■ What the task asks ■
Repeat the records exactly. Every line must match.

[Saved entries]
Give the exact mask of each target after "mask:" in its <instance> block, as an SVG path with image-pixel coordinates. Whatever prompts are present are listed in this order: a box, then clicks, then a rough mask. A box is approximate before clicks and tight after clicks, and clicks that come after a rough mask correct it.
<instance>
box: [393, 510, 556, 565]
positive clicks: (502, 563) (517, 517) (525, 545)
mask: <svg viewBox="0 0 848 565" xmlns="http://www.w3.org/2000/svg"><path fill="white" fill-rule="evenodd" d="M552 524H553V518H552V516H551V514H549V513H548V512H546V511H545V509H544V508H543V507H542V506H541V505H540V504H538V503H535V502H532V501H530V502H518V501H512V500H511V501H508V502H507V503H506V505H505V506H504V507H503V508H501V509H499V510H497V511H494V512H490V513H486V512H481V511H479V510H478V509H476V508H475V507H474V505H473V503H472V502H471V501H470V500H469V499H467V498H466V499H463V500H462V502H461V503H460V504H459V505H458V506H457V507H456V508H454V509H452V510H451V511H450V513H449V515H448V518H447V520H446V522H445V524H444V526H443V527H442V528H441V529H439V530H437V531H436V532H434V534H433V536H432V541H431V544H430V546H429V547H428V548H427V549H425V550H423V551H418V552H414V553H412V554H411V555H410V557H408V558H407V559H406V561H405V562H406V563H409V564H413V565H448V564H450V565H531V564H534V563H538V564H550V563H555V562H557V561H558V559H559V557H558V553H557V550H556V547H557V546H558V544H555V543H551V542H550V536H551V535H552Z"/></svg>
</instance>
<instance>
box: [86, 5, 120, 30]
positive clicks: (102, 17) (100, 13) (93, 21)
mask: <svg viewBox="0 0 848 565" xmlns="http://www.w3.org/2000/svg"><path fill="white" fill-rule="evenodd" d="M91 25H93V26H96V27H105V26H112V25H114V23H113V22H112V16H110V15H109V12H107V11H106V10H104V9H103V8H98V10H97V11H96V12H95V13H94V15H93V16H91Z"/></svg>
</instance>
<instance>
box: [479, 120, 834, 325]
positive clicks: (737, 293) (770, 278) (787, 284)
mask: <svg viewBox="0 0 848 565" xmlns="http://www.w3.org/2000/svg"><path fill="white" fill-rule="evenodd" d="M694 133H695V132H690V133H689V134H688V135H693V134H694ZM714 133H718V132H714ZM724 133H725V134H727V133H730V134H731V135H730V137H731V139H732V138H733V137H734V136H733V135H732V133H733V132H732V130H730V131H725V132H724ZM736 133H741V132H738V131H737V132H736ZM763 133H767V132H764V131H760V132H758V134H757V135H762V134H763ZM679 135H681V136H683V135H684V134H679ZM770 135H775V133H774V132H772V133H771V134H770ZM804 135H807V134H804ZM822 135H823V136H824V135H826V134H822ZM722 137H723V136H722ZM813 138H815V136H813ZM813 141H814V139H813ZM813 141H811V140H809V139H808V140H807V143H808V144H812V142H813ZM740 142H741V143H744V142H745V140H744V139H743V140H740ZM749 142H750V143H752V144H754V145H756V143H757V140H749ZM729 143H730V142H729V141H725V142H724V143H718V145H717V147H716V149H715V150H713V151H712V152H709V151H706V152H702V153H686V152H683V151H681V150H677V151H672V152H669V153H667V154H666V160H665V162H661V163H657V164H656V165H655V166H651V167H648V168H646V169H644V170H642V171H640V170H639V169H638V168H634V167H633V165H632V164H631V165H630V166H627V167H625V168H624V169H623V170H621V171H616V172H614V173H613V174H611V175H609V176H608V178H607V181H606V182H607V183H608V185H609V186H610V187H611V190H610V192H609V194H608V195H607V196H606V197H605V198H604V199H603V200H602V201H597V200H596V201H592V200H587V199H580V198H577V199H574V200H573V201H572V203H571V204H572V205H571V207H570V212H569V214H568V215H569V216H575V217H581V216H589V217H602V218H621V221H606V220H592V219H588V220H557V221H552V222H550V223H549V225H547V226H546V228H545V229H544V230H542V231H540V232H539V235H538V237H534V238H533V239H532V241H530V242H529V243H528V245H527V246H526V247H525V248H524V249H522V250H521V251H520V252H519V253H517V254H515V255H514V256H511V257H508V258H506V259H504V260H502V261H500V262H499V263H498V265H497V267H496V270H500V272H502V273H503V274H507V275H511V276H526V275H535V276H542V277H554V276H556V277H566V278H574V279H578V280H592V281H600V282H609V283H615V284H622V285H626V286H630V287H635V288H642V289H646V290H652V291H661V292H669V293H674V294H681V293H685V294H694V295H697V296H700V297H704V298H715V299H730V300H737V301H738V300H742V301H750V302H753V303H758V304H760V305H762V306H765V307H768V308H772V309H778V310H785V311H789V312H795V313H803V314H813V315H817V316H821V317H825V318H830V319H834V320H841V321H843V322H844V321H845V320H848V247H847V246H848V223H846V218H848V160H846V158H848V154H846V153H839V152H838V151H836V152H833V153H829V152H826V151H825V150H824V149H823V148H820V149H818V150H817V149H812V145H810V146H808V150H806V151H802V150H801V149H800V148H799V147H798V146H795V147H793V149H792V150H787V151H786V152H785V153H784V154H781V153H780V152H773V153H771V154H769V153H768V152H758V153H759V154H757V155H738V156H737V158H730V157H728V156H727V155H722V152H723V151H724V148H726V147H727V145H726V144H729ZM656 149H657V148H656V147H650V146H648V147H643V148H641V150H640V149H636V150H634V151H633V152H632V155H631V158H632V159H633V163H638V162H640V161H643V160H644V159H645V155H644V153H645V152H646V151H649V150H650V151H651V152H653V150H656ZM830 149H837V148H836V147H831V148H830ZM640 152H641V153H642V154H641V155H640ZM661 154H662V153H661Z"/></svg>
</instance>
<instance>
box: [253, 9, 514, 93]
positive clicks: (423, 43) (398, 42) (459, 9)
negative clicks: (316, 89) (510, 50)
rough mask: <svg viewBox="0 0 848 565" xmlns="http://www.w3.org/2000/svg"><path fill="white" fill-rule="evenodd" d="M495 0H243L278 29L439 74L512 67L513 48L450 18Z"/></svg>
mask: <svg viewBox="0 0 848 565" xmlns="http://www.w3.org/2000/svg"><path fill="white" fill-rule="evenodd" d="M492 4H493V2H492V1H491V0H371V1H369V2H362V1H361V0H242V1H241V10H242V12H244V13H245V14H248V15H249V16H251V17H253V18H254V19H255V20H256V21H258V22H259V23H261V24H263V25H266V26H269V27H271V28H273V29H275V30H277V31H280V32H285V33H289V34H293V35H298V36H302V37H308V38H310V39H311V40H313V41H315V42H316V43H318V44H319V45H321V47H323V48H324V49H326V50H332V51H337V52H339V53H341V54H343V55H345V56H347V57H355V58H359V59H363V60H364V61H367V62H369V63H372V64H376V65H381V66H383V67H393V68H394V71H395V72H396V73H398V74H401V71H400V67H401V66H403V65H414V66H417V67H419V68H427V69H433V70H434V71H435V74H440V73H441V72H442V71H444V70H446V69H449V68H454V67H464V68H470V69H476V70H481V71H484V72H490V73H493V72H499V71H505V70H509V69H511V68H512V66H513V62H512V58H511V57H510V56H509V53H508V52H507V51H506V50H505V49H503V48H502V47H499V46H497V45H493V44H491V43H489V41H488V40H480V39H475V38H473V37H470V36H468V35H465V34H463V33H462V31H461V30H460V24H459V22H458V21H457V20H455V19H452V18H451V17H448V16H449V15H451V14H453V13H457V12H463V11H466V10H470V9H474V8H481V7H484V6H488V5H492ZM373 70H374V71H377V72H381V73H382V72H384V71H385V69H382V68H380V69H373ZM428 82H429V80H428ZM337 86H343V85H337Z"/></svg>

■ Result for this exercise ■
Give the exact mask of each target after "mask:" in its <instance> block, as an SVG path with image-pixel coordinates. Whatever prompts are present are listed in this order: a box, then clicks, then a rough mask. A box is approximate before clicks and tight after clicks, and clicks that come after a rough mask correct it.
<instance>
box: [393, 510, 556, 565]
positive clicks: (502, 563) (517, 517) (525, 545)
mask: <svg viewBox="0 0 848 565" xmlns="http://www.w3.org/2000/svg"><path fill="white" fill-rule="evenodd" d="M552 524H553V518H552V516H551V514H549V513H548V512H546V511H545V509H544V508H543V507H542V506H541V505H540V504H538V503H535V502H532V501H530V502H518V501H512V500H511V501H508V502H507V503H506V505H505V506H504V507H503V508H501V509H499V510H497V511H494V512H490V513H486V512H481V511H479V510H478V509H476V508H475V507H474V505H473V503H472V502H471V501H470V500H469V499H467V498H466V499H463V500H462V502H461V503H460V504H459V505H458V506H457V507H456V508H454V509H452V510H451V511H450V513H449V515H448V518H447V520H446V522H445V524H444V526H443V527H442V528H441V529H439V530H437V531H436V532H434V534H433V536H432V541H431V544H430V546H429V547H428V548H427V549H425V550H423V551H418V552H414V553H412V554H411V555H410V557H408V558H407V559H406V561H405V562H406V563H409V564H413V565H448V564H450V565H531V564H534V563H538V564H550V563H555V562H557V561H558V559H559V557H558V553H557V550H556V547H557V546H558V544H555V543H551V542H550V536H551V535H552Z"/></svg>
</instance>
<instance>
box: [86, 5, 120, 30]
positive clicks: (102, 17) (100, 13) (93, 21)
mask: <svg viewBox="0 0 848 565" xmlns="http://www.w3.org/2000/svg"><path fill="white" fill-rule="evenodd" d="M91 25H93V26H96V27H105V26H112V25H114V23H113V22H112V16H110V15H109V12H107V11H106V10H104V9H103V8H98V10H97V11H96V12H95V13H94V15H93V16H91Z"/></svg>
</instance>
<instance>
box: [479, 120, 834, 325]
positive clicks: (737, 293) (770, 278) (787, 284)
mask: <svg viewBox="0 0 848 565" xmlns="http://www.w3.org/2000/svg"><path fill="white" fill-rule="evenodd" d="M694 133H695V132H690V133H689V134H688V135H693V134H694ZM714 133H718V132H714ZM724 133H725V134H727V133H730V134H731V135H730V137H731V139H732V138H733V137H734V136H733V135H732V133H733V132H732V130H730V131H725V132H724ZM736 133H741V132H738V131H737V132H736ZM763 133H767V132H764V131H760V132H758V134H757V135H762V134H763ZM679 135H681V136H683V135H684V134H679ZM770 135H775V133H774V132H772V133H771V134H770ZM804 135H807V134H804ZM822 135H823V136H824V135H826V134H822ZM722 137H723V136H722ZM813 138H815V136H813ZM813 141H814V139H813ZM813 141H811V140H809V139H808V140H807V143H808V144H812V142H813ZM740 142H741V143H744V142H745V140H744V139H743V140H740ZM749 142H750V143H752V144H754V145H756V143H757V140H749ZM729 143H730V142H729V141H725V142H724V143H718V145H717V147H716V149H715V150H713V151H712V152H709V151H706V152H702V153H686V152H683V151H681V150H677V151H672V152H669V153H667V154H666V160H665V162H661V163H657V164H656V165H655V166H651V167H648V168H646V169H644V170H642V171H640V170H639V169H638V168H634V167H633V165H632V164H631V165H630V166H627V167H625V168H624V169H623V170H621V171H616V172H614V173H613V174H611V175H609V176H608V178H607V181H606V182H607V183H608V185H609V186H610V187H611V190H610V192H609V194H608V195H607V196H606V197H605V198H604V199H603V200H602V201H597V200H596V201H592V200H587V199H580V198H577V199H574V200H573V201H572V203H571V204H572V205H571V207H570V212H569V214H568V215H569V216H575V217H581V216H589V217H602V218H621V221H606V220H592V219H588V220H557V221H552V222H550V223H549V225H547V226H546V228H545V229H544V230H542V231H540V232H539V235H538V237H534V238H533V239H532V241H530V242H529V243H528V245H527V246H526V247H525V248H524V249H522V250H521V251H520V252H519V253H517V254H515V255H514V256H511V257H508V258H506V259H504V260H502V261H500V262H499V263H498V265H497V267H496V270H500V272H502V273H503V274H507V275H511V276H526V275H535V276H542V277H554V276H556V277H566V278H574V279H578V280H592V281H600V282H609V283H615V284H622V285H626V286H630V287H635V288H642V289H646V290H652V291H661V292H669V293H674V294H681V293H685V294H694V295H697V296H700V297H704V298H715V299H730V300H737V301H738V300H742V301H750V302H753V303H758V304H760V305H762V306H765V307H768V308H772V309H778V310H785V311H789V312H795V313H803V314H813V315H817V316H821V317H825V318H830V319H834V320H841V321H843V322H844V321H845V320H848V247H847V246H848V223H846V218H848V160H846V158H848V154H846V153H839V152H838V151H836V152H833V153H829V152H826V151H825V150H824V149H823V148H820V149H818V150H817V149H812V145H810V146H808V150H806V151H802V150H801V149H800V148H799V147H798V146H795V147H793V149H792V150H787V151H786V152H785V153H784V154H781V153H780V152H773V153H771V154H769V153H768V152H758V153H759V154H757V155H738V156H737V158H730V157H728V156H727V155H722V152H723V151H724V148H726V147H727V145H726V144H729ZM656 149H657V148H656V147H650V146H648V147H643V148H641V150H640V149H636V150H634V151H633V152H632V155H631V158H632V159H633V163H638V162H640V161H643V160H644V159H645V155H644V153H645V152H646V151H649V150H650V151H651V152H653V150H656ZM830 149H837V148H836V147H831V148H830ZM640 152H641V153H642V154H641V155H640ZM661 154H662V153H661Z"/></svg>
</instance>
<instance>
box: [253, 9, 514, 93]
positive clicks: (423, 43) (398, 42) (459, 9)
negative clicks: (316, 89) (510, 50)
rough mask: <svg viewBox="0 0 848 565" xmlns="http://www.w3.org/2000/svg"><path fill="white" fill-rule="evenodd" d="M495 0H243L278 29L439 74L512 67L513 48L450 18Z"/></svg>
mask: <svg viewBox="0 0 848 565" xmlns="http://www.w3.org/2000/svg"><path fill="white" fill-rule="evenodd" d="M492 4H493V2H492V1H491V0H371V1H369V2H362V1H361V0H242V1H241V10H242V12H244V13H245V14H248V15H249V16H251V17H253V18H254V19H255V20H256V21H258V22H259V23H261V24H263V25H266V26H269V27H271V28H273V29H275V30H277V31H280V32H285V33H289V34H293V35H298V36H302V37H308V38H310V39H311V40H313V41H315V42H316V43H318V44H319V45H321V47H323V48H324V49H326V50H332V51H337V52H339V53H341V54H343V55H345V56H347V57H355V58H359V59H363V60H364V61H367V62H369V63H372V64H376V65H381V66H383V67H393V68H394V71H395V72H396V73H398V74H401V71H400V67H401V66H403V65H414V66H417V67H419V68H427V69H433V70H434V71H435V74H440V73H441V72H442V71H444V70H446V69H449V68H454V67H464V68H470V69H476V70H481V71H484V72H490V73H493V72H499V71H505V70H509V69H511V68H512V66H513V62H512V58H511V57H510V56H509V53H508V52H507V51H506V50H505V49H503V48H502V47H499V46H497V45H493V44H491V43H489V41H488V40H480V39H475V38H473V37H470V36H468V35H465V34H463V33H462V31H461V30H460V24H459V22H458V21H457V20H455V19H452V18H451V17H448V16H449V15H451V14H453V13H457V12H463V11H466V10H470V9H474V8H481V7H484V6H488V5H492ZM373 70H374V71H377V72H381V73H382V72H384V71H385V69H382V68H380V69H373ZM428 82H429V80H428ZM337 86H343V85H337Z"/></svg>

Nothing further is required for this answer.